___ EXTRAIT DU TEXTE

Hélas, aujourd’hui, les années 1930 sont de retour et les crimes s’accumulent à nouveau, au point qu’ils menacent de devenir invisibles. Yougoslavie, Afghanistan, Irak, Libye, Yémen, Syrie (*), la liste est sans fin ; le dernier épisode de cette triste série est la frappe illégale de missiles déclenchée contre la Syrie par les Etats-Unis, le Royaume-Uni et la France à Douma, dans la banlieue de Damas, à la suite d’une attaque chimique prétendument menée par les forces gouvernementales syriennes à la périphérie de Damas.

Je dis prétendument parce qu’au moment de la rédaction du présent rapport, les inspecteurs de l’OIAC n’ont pas encore commencé leur enquête pour déterminer si une telle attaque s’est effectivement produite et, si oui, avec quelle substance chimique.

Non seulement cette action militaire était illégale au regard du droit international, mais elle a été entreprise avant l’enquête que les inspecteurs de l’OIAC doivent mener dans un tel cas, conformément aux protocoles internationaux énoncés dans la Convention sur les armes chimiques.

______
___ DONNÉES AFFICHÉES

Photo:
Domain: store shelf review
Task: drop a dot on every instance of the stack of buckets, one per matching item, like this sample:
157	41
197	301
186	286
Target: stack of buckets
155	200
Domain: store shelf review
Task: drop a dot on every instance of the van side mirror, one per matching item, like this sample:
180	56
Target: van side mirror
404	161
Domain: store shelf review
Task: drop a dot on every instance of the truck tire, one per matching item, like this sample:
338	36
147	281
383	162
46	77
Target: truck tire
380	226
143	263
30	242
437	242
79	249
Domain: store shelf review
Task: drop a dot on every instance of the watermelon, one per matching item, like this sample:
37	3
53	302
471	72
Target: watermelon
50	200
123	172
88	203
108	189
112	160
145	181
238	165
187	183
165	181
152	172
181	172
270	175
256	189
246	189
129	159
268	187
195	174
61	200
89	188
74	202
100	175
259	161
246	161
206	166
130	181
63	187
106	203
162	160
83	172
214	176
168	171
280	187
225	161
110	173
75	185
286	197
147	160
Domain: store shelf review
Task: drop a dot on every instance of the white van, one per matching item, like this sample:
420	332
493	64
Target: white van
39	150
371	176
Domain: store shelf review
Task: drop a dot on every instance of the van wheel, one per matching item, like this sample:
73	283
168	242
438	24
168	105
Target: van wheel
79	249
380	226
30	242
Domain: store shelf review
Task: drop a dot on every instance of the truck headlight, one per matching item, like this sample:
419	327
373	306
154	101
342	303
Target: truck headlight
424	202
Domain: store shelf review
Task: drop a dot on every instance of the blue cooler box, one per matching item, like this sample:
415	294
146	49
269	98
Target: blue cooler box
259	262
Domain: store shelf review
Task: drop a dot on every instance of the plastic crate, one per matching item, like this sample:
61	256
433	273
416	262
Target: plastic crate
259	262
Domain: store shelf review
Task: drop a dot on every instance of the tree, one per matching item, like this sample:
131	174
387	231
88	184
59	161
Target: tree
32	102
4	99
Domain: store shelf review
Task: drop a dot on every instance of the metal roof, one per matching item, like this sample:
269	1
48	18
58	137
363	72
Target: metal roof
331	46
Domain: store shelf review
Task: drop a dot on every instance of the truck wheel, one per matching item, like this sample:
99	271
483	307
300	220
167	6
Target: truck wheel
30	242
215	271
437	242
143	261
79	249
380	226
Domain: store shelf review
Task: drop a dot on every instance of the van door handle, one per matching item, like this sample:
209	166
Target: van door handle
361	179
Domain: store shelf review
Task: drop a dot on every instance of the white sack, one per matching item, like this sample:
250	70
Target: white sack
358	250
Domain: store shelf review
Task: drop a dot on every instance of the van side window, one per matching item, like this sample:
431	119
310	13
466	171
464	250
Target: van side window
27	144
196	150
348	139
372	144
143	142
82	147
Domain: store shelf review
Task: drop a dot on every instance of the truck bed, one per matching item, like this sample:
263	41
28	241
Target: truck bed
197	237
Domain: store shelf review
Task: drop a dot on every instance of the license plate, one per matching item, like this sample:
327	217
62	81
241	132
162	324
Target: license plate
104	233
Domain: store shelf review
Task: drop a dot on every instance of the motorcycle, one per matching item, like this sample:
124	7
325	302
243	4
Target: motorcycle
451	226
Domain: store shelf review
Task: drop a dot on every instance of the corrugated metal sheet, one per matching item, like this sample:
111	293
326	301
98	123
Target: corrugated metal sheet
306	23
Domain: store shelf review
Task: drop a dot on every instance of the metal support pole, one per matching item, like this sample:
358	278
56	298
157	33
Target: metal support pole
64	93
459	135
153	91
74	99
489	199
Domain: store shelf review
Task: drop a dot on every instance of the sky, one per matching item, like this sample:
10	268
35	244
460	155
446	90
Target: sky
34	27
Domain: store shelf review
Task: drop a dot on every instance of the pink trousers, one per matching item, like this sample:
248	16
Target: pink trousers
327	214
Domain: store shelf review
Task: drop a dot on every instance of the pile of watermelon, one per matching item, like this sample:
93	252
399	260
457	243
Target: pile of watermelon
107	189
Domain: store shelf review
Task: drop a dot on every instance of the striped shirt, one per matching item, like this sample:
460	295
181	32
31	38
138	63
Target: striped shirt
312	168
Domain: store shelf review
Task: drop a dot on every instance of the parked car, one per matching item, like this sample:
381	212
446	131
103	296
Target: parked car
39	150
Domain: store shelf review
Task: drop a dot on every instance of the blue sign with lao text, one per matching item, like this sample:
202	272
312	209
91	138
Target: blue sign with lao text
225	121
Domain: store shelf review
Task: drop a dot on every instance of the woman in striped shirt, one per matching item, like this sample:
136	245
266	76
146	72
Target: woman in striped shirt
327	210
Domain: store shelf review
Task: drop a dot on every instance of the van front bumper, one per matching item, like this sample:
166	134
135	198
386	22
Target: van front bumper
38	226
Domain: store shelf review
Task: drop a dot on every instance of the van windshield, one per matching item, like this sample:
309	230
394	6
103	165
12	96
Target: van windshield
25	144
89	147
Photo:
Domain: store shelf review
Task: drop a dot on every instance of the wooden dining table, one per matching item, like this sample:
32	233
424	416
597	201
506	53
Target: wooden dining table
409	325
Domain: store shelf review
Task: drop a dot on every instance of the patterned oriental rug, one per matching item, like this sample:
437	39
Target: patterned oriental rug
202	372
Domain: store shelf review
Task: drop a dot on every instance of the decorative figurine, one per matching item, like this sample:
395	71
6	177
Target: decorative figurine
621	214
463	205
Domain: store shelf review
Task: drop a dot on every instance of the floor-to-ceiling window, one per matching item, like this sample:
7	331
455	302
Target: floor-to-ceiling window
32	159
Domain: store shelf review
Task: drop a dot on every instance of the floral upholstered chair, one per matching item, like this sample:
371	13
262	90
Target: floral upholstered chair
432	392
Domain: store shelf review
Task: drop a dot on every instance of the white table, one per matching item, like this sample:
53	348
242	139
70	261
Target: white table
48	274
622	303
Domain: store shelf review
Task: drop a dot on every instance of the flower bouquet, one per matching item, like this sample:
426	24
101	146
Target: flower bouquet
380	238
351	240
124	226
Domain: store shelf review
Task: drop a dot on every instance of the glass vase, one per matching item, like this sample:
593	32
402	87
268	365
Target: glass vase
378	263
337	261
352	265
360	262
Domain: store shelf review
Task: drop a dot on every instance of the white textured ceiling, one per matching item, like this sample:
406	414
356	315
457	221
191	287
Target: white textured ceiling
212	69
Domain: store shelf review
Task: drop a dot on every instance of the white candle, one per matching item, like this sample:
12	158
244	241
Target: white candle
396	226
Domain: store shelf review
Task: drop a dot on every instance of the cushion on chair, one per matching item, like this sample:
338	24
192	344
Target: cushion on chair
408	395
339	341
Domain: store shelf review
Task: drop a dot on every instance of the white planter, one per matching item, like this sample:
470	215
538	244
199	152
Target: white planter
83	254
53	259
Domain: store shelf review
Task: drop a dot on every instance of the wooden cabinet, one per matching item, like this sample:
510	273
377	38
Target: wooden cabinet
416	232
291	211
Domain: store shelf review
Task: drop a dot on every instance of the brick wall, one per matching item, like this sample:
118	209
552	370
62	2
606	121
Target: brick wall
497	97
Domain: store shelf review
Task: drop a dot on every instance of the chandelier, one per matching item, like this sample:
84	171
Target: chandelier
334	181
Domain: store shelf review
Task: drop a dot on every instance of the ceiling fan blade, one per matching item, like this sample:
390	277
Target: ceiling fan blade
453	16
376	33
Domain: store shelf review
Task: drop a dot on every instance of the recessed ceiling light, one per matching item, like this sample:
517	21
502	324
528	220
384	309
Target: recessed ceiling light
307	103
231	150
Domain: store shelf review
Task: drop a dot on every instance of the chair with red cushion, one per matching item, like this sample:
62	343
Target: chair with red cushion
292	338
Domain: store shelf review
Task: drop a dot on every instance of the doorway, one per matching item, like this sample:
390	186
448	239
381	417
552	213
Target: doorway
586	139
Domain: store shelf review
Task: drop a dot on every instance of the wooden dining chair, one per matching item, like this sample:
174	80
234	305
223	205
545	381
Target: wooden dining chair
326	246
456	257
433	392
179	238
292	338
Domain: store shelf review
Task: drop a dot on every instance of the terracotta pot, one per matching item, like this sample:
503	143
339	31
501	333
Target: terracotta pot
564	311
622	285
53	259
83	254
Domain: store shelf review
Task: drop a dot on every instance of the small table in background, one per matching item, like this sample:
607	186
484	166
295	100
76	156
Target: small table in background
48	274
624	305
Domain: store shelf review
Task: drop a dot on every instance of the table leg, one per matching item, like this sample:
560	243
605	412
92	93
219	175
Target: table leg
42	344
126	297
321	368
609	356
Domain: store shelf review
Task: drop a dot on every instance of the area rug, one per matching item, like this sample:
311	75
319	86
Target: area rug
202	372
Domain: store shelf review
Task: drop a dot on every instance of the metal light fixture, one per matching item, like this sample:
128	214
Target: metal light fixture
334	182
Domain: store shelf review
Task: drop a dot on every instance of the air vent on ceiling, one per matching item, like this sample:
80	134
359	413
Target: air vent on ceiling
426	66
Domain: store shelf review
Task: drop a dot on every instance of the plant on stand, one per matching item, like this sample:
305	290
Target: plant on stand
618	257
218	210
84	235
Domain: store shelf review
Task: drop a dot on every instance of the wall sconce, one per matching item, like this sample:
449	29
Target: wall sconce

______

=== SÉRIE D'EXERCICES ===
1 - Comment traduire en anglais cette phrase de l'extrait sur les frappes contre la Syrie : « Non seulement cette action militaire était illégale au regard du droit international, mais elle a été entreprise avant l'enquête que les inspecteurs de l'OIAC doivent mener dans un tel cas, conformément aux protocoles internationaux énoncés dans la Convention sur les armes chimiques. » ?
2 - Poursuivez l'extrait sur les frappes contre la Syrie à partir de sa dernière phrase.

=== CORRIGÉ DÉTAILLÉ ===
1 - Not only was this military action illegal under international law, but it was undertaken before the investigation that OPCW inspectors must carry out in such a case, in accordance with the international protocols set out in the Chemical Weapons Convention.

2 -
L’article IX stipule ce qui suit :

11. Suite à la demande d’inspection d’une installation ou d’un emplacement, et conformément aux procédures prévues dans l’Annexe sur la vérification, l’Etat inspecté doit avoir :

a) Le droit et l’obligation de faire tous les efforts nécessaires pour respecter la présente Convention et, à cette fin, de permettre à l’équipe d’inspection de s’acquitter de son mandat ;

Pour ma part, cela fait longtemps que je ne crois plus que le monde soit divisé entre les bons et les méchants, ni que le pays dans lequel je vis, le Royaume-Uni, soit dans le bon camp tout comme les États-Unis et plusieurs autres pays qui tombent dans la rubrique : Occident. Il n’est pas si facile que ça d’en prendre conscience, en Occident, quand, du berceau à la tombe, on est conditionné par les médias, l’industrie culturelle et les élites politiques à croire qu’une sorte de mur d’Hadrien nous sépare, nous, les bonnes gens civilisés, des barbares.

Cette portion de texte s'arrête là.